Profiling dask data processing

  • benchmark() runs a function with different chunks, returning the time

    taken for each chunk setting

  • profile() runs a function with a single chunk setting, returning the

    time taken in different dask stages and chunk information

Profile results#


Total time taken to process the data (seconds)


Time spent opening the dataset (seconds)


Time spent running the function (seconds)


Time spent optimizing the Dask graph (seconds)


Time spent computing the data with Dask (seconds)


Chunk shape


Number of chunks in loaded data


Number of chunks in function output


Size of chunks in loaded data


Size of chunks in function output


Dask graph size in loaded data


Dask graph size in function output


Dask graph size after optimizing function output

climtas.profile.benchmark(paths: str, variable: str, chunks: Dict[str, List[int]], function, run_count: int = 3, mfdataset_args: Dict[str, Any] = {})[source]#

Profile a function on different chunks of data

Opens a dataset with xarray.open_mfdataset() with one of the chunk options, then runs function on variable

>>> def func(da):
...     return t2m.mean()

- [MATERIAL SHOWN]:
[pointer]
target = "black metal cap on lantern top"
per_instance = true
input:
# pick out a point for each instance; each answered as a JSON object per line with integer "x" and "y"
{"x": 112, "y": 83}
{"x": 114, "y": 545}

- [TASK SET]:
• 1. Answer these questions from the dask profiling text, one line each:
(a) What does profile() return besides the time taken in different dask stages?
(b) What is the default value of run_count in benchmark()?
(c) Which xarray function does benchmark() use to open the dataset?
• 2. Extend the dask profiling text, picking up right after its final line.

- [EXERCISE RESULTS]:
• 1.
(a) Chunk information.
(b) 3
(c) xarray.open_mfdataset()

• 2.
>>> climtas.profile.benchmark(
...     '/g/data/ub4/era5/netcdf/surface/t2m/2019/t2m_era5_global_20190101_*.nc',
...     variable='t2m',
...     function=func,
...     chunks={'time':[93, 93], 'latitude': [91, 91], 'longitude': [180, 180*2]}) 
  • paths – Paths to open (as xarray.open_mfdataset())

  • variable – Variable in the dataset to use

  • chunks – Mapping of dimension name to a list of chunk sizes, one entry for each run

  • function – Function that takes a xarray.DataArray (the variable) and returns a xarray.DataArray to test the performance of

  • run_count – Number of times to run each profile (the minimum time is returned)

  • mfdataset_args – Extra arguments to pass to xarray.open_mfdataset()


pandas.DataFrame with information from profile() for each run

climtas.profile.profile(paths: str, variable: str, chunks: Dict[str, int], function, run_count: int = 3, mfdataset_args: Dict[str, Any] = {})[source]#

Run a function run_count times, returning the minimum time taken

>>> def func(da):
...     return t2m.mean()
>>> climtas.profile.profile(
...     '/g/data/ub4/era5/netcdf/surface/t2m/2019/t2m_era5_global_20190101_*.nc',
...     variable='t2m',
...     function=func,
...     chunks={'time':93, 'latitude': 91, 'longitude': 180})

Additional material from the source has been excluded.